__GOAL__: Copy out every one of the records below word for word, leaving out the pictures.
※
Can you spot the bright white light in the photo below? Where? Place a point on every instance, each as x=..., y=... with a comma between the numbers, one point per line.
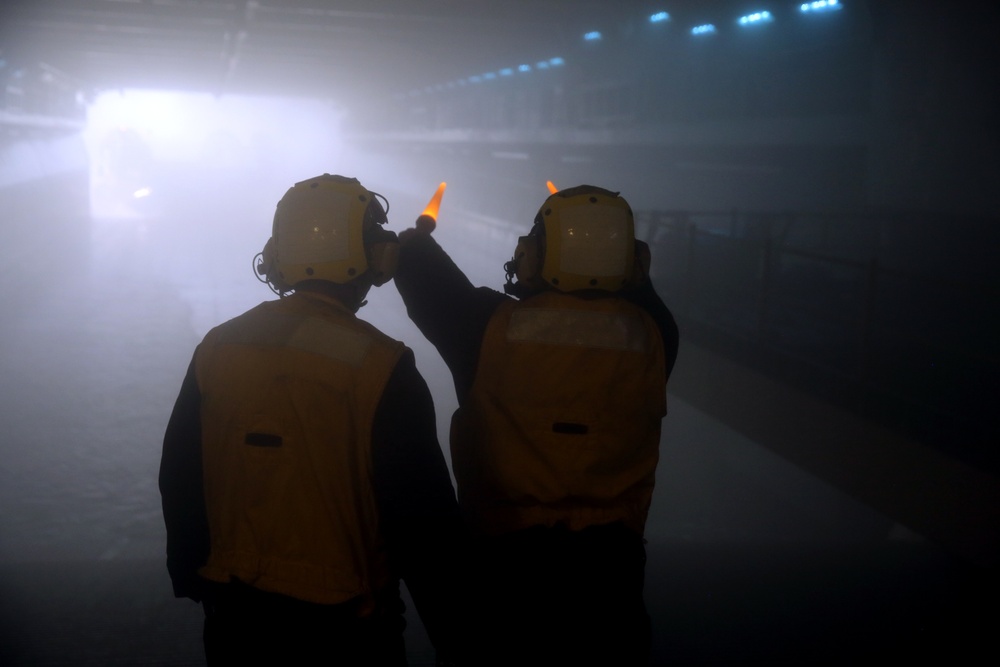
x=756, y=18
x=145, y=141
x=819, y=6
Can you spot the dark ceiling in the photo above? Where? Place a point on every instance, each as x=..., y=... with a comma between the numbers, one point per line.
x=298, y=47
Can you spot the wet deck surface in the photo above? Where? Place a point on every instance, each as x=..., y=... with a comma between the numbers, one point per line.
x=710, y=606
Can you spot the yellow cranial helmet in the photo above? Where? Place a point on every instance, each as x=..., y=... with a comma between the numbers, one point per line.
x=328, y=228
x=583, y=239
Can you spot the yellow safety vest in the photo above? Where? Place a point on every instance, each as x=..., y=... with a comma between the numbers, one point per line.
x=562, y=423
x=289, y=393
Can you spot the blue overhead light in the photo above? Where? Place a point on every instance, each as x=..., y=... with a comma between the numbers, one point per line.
x=756, y=18
x=819, y=6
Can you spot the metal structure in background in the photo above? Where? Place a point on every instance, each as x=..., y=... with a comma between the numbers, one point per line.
x=840, y=305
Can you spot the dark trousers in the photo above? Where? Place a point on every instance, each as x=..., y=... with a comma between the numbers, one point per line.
x=244, y=625
x=556, y=597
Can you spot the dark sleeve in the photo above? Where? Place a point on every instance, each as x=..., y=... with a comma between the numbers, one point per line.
x=417, y=508
x=645, y=297
x=449, y=311
x=183, y=493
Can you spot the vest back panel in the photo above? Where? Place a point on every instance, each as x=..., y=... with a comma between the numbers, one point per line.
x=289, y=393
x=562, y=423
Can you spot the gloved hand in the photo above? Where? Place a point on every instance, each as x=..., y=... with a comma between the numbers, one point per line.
x=425, y=224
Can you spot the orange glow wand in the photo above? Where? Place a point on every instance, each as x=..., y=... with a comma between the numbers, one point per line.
x=428, y=219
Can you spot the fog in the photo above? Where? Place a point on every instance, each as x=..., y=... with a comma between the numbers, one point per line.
x=132, y=234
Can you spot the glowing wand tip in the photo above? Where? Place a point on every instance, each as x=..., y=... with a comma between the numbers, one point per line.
x=435, y=203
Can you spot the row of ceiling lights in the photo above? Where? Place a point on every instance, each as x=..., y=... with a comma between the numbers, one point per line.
x=700, y=30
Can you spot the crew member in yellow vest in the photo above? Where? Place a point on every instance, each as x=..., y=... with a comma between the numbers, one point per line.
x=561, y=384
x=301, y=475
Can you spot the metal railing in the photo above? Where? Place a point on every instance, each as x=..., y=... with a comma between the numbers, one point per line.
x=860, y=309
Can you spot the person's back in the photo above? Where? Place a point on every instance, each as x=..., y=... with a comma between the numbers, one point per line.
x=301, y=474
x=556, y=439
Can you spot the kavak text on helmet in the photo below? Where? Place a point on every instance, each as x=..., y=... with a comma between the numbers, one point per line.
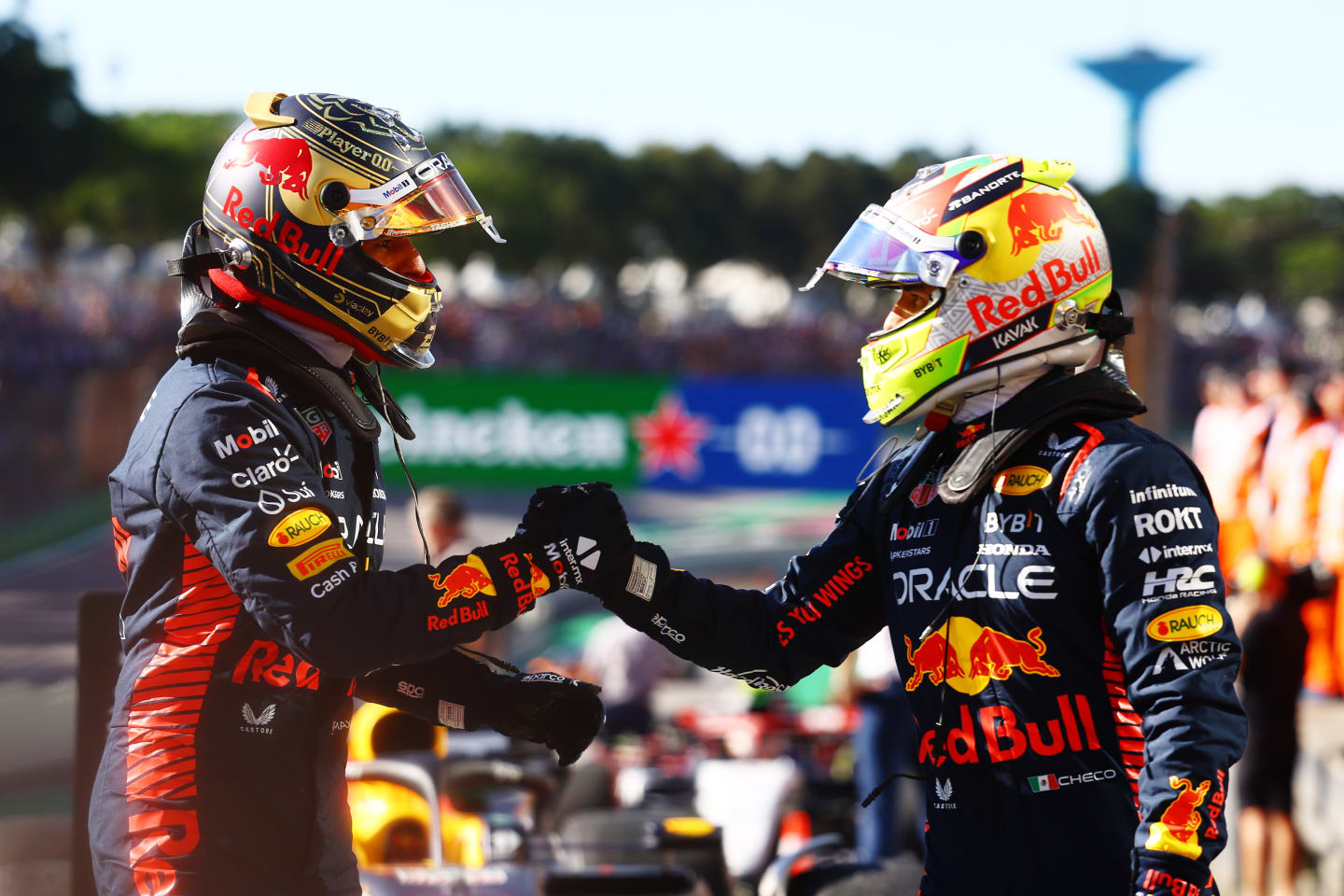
x=1016, y=266
x=300, y=186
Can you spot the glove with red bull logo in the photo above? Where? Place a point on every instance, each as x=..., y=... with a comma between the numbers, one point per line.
x=582, y=534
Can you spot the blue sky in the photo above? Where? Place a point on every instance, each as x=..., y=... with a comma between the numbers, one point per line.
x=763, y=79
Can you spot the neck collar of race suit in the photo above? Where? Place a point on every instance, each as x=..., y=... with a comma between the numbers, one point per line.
x=333, y=351
x=244, y=335
x=984, y=403
x=976, y=450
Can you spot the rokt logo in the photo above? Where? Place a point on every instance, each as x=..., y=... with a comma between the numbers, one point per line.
x=1169, y=520
x=972, y=654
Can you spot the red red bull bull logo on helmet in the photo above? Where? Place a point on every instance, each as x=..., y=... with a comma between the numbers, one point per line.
x=968, y=656
x=284, y=161
x=464, y=581
x=1035, y=217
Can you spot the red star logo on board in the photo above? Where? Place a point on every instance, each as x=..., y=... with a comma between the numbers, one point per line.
x=669, y=438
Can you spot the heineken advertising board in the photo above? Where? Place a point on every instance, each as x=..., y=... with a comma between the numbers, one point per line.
x=631, y=430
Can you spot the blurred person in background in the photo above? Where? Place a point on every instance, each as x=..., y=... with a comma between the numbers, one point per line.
x=249, y=516
x=1226, y=445
x=1047, y=568
x=883, y=746
x=442, y=516
x=1319, y=806
x=1294, y=539
x=1270, y=385
x=620, y=661
x=1273, y=658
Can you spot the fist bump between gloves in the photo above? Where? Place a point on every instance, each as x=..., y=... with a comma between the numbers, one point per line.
x=583, y=534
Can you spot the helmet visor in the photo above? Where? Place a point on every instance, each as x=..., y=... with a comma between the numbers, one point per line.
x=420, y=201
x=883, y=247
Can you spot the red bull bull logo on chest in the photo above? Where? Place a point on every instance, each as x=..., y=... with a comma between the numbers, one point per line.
x=969, y=654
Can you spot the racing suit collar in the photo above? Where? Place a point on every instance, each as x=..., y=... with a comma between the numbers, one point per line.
x=333, y=351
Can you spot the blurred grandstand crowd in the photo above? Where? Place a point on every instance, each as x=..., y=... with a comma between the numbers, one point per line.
x=1270, y=445
x=85, y=336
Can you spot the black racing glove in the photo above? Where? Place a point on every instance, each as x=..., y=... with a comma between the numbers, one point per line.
x=1159, y=874
x=582, y=535
x=546, y=708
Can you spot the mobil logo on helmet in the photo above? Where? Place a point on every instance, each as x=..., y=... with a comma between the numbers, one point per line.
x=968, y=656
x=284, y=161
x=1034, y=217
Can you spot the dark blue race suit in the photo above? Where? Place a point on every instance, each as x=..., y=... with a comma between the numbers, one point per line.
x=249, y=526
x=1081, y=658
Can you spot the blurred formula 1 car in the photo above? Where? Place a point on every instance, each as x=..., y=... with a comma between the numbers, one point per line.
x=479, y=822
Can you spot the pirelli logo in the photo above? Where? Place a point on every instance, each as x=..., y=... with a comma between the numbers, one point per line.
x=317, y=558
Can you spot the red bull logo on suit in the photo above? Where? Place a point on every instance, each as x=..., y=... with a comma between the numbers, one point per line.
x=969, y=654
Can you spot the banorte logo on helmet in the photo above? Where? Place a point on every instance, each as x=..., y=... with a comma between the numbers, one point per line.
x=284, y=161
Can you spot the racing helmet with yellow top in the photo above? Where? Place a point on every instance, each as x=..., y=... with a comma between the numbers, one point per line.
x=296, y=192
x=998, y=268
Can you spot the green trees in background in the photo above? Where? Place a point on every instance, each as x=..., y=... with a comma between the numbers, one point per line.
x=558, y=199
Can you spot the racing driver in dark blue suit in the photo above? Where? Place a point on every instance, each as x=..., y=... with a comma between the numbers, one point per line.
x=1046, y=566
x=249, y=519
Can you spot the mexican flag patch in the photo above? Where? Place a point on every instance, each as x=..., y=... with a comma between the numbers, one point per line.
x=1043, y=782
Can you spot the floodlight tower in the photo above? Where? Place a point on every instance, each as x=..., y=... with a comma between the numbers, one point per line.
x=1136, y=76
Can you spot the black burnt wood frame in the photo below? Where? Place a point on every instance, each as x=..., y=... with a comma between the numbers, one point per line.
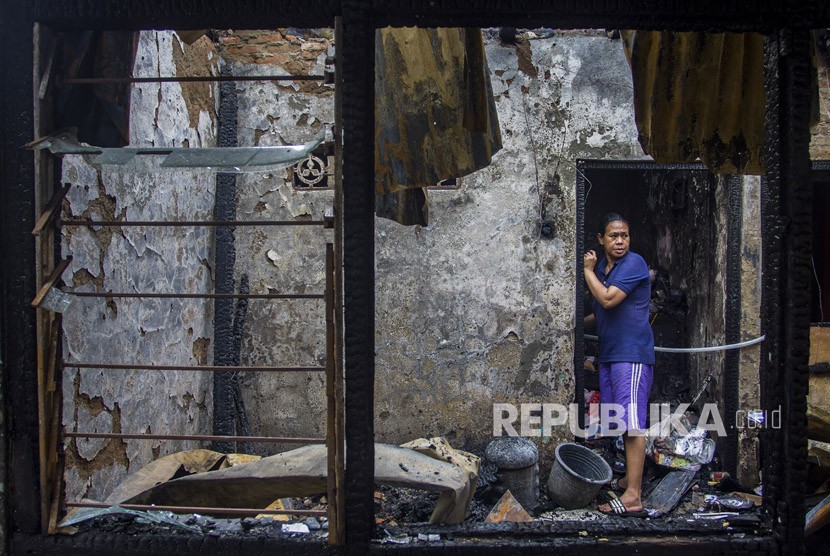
x=786, y=228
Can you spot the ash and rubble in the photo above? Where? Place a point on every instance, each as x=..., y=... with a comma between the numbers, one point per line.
x=403, y=514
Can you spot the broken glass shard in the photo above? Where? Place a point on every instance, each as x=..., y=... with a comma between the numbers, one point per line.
x=233, y=160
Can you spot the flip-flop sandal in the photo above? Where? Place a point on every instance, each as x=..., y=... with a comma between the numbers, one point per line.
x=618, y=509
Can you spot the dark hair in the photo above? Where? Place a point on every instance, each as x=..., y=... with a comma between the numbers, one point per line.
※
__ANSWER TO THIS TASK__:
Can you spot the bright white light in the photo below? Where? Place a point on every instance, each as x=..., y=... with a comma between the numbers, one point per line.
x=756, y=18
x=145, y=141
x=819, y=6
Can you spot the dark ceiling in the photo above? Where? Place a point on every instance, each as x=..., y=... with a comma between the numbers, one point per line.
x=298, y=47
Can you spot the wet deck surface in the photo above? Where? Place a point on every instance, each as x=..., y=... with a comma between the numbers, one point per line.
x=710, y=606
Can you spot the yellow cranial helmet in the photo above? Where? Place a point on every instance, each as x=..., y=... with a comma between the numbers, one point per line.
x=328, y=228
x=583, y=239
Can you spot the yellow safety vest in the photo above? Where? Place a point on every instance, each as x=..., y=... with a comma between the numbers, one point per line.
x=562, y=423
x=289, y=393
Can you spot the blue overhead light in the photo above? Where? Place a point on every instance, each as x=..., y=... with a comma between the numbers, one point per line.
x=756, y=18
x=819, y=6
Can you spot the metal structure in background in the photo above? Where? Place a point on every instance, each as x=..., y=... with a comma between the numbers, one point per line.
x=840, y=305
Can you spot the dark trousers in the photo above? Where? Place a point on every instance, each as x=..., y=... with a comma between the numbers, one point per line.
x=244, y=625
x=556, y=597
Can you spot the dark sleeve in the photo above? Where? Place a point on every instance, each as x=..., y=... with a comma between the numbers, one point per line.
x=417, y=508
x=645, y=297
x=449, y=311
x=183, y=493
Can you spot the vest back panel in the photo above? Where? Place a point on every instance, each as x=..., y=... with a comma between the numbers, one point per line.
x=289, y=393
x=562, y=423
Can you spot the gloved hand in the photo above? Where? Place a point on every instance, each as x=..., y=... with a comma between the numbers, one point per line.
x=425, y=224
Can you spot the orange glow wand in the photo above? Where? Place a point on every instance, each as x=..., y=... with a comma between the numbers, one point per line.
x=428, y=219
Can you spot the fog in the photo above? Where? Place a point on every instance, each as x=..., y=... with a comma between the numbers, one point per line.
x=132, y=234
Can you spot the glowing wand tip in the photo above? Where? Place a point on every instance, each as x=..., y=... with a comma between the numbers, one point per line.
x=435, y=203
Can you spot the row of ceiling lights in the photo above? Where? Place a point on every instance, each as x=..., y=... with a comma between the numbers, one point per line.
x=700, y=30
Can you spot the crew member in yellow vest in the photo above? Where? Place a point on every instance, each as x=..., y=... with a comma between the numbers, one point per line.
x=561, y=384
x=301, y=475
Can you spot the metal railing in the photo above? Where? Place a point on every instance, each as x=..., y=... with a comma between the numbers, one point per line.
x=860, y=309
Can you spot the person's back in the photo above? Where? Place a point on every instance, each as x=..., y=... with a comma between the numbers, one point per line.
x=301, y=474
x=556, y=439
Can you spot the kavak text on helmet in the photo below? Where? Place a point on every instance, each as x=..., y=... with a comma between the numbers, one point per line.
x=1016, y=266
x=300, y=186
Can you spot the glove with red bull logo in the photo above? Where? Place a point on every instance, each as x=..., y=... with a comma between the numbers, one point per line.
x=582, y=534
Can you spot the blue sky in the photo above? Where? Place a point on every instance, each as x=..., y=... with a comma between the numbers, one point per line.
x=763, y=79
Can you spot the neck collar of race suit in the photo above? Where? Place a point on every instance, each as x=..., y=... with a comma between the numbers, one point per line.
x=333, y=351
x=244, y=335
x=984, y=403
x=976, y=450
Can you spot the rokt logo in the photo above? Where? Place a point on every instance, each as x=..., y=... with a comma between the numbers, one point per line.
x=1169, y=520
x=972, y=654
Can you spot the red red bull bull logo on helmet in the photo above? Where? Place a point on every instance, each as x=..., y=... with a comma between the numbers, one point per line.
x=968, y=656
x=284, y=161
x=464, y=581
x=1035, y=217
Can you spot the red star logo on board in the photo above? Where? Place a point on every instance, each as x=..., y=... with a comma between the numbers, one point per line.
x=669, y=438
Can you spot the heineken advertising board in the photo above? Where? Place a point on every instance, each as x=..., y=... with a comma between the numbers, one point per line.
x=631, y=430
Can you spot the blurred person in background in the photo above? Where? Place a point on every instance, each as x=..., y=... with a comma between the numbers, one point per line.
x=249, y=516
x=1226, y=445
x=1047, y=568
x=883, y=746
x=442, y=516
x=1319, y=806
x=1294, y=539
x=1270, y=385
x=620, y=661
x=1273, y=658
Can you spot the fist bump between gloves in the photo above? Where? Place a point on every instance, each as x=..., y=... with a comma between the numbers, one point per line.
x=583, y=534
Can you spot the helmet visor in the photo above? Where? Place a point on every instance, each as x=..., y=... with a comma between the numbers, one point per line.
x=420, y=201
x=883, y=247
Can you spot the red bull bull logo on chest in the photo above? Where? Place a point on every instance, each as x=..., y=... with a comma between the numbers, one point per line.
x=969, y=654
Can you spot the racing suit collar in the photo above? Where? Place a point on every instance, each as x=..., y=... with a comma between the numbers, one point per line.
x=333, y=351
Can you spot the blurred grandstand crowd in the photo above? Where? Place a point on every instance, each as x=..., y=... with a comma between the numbers, one point per line.
x=1270, y=445
x=85, y=336
Can you spot the black racing glove in the photo above? Where? Place a point on every instance, each as x=..., y=... with a comma between the numbers, one point per line.
x=1159, y=874
x=582, y=535
x=546, y=708
Can you spot the mobil logo on helmet in the photo above? Where? Place a point on every instance, each as x=..., y=... with a comma between the numbers, one point per line.
x=968, y=656
x=284, y=161
x=1034, y=217
Can you spot the dark blue race suit in the photo above? Where? Place a point on every instance, each as x=..., y=... with a comma between the numbers, one point per line.
x=249, y=526
x=1081, y=658
Can you spot the blurred formula 1 car in the photo above? Where? Place a point on every instance, each as x=..., y=... with a comma between the numbers, one point per line.
x=479, y=822
Can you spot the pirelli logo in the photo above? Where? Place a point on every instance, each as x=..., y=... with a comma between the numbers, one point per line.
x=317, y=558
Can you spot the red bull logo on suit in the photo above? Where? Place a point on every instance, each as x=..., y=... with a comma between the numbers, one point per line.
x=969, y=654
Can you spot the banorte logo on helmet in the photo above? Where? Place a point on every instance, each as x=..., y=... with a comma between the numbers, one point per line.
x=284, y=161
Can you spot the racing helmet with yellow top in the photo above? Where? Place a point on every instance, each as x=..., y=... with a comma between the numbers, one point per line.
x=296, y=192
x=998, y=268
Can you spot the green trees in background in the photo above? Where? Place a point on every instance, each as x=..., y=... with a comma between the numbers, one point per line.
x=558, y=199
Can you spot the racing driver in dark blue suit in the photo above? Where? Place a point on every instance, each as x=..., y=... with a comma between the numbers, one point per line.
x=1046, y=566
x=249, y=519
Can you spot the mexican flag patch in the photo above? Where? Place a point on every instance, each as x=..., y=... with a comma between the numbers, one point per line.
x=1043, y=782
Can you spot the floodlight tower in the photo above? Where? Place a point on every instance, each as x=..., y=... with a comma between the numbers, one point per line.
x=1136, y=76
Can you spot the black burnt wood frame in the photo below? Where? Place a point on every instance, each as x=..., y=... with a comma between the numbers, one point per line.
x=786, y=228
Can you spot the ash and rubble in the photo above? Where? Place a point on every instance, each as x=..., y=... with a comma between the numbers, one point per line.
x=403, y=514
Can you spot the broken glass shard in the photo above? Where? Place a point on every instance, each as x=..., y=... with a comma between the numbers, one point per line.
x=233, y=160
Can you spot the flip-flop sandal in the photo above? Where? Place a point on every instance, each as x=..., y=... with a comma between the numbers, one point per line.
x=618, y=509
Can you spot the dark hair in the photo above? Where? Place a point on every instance, each as x=..., y=... with a comma between the numbers, one point per line.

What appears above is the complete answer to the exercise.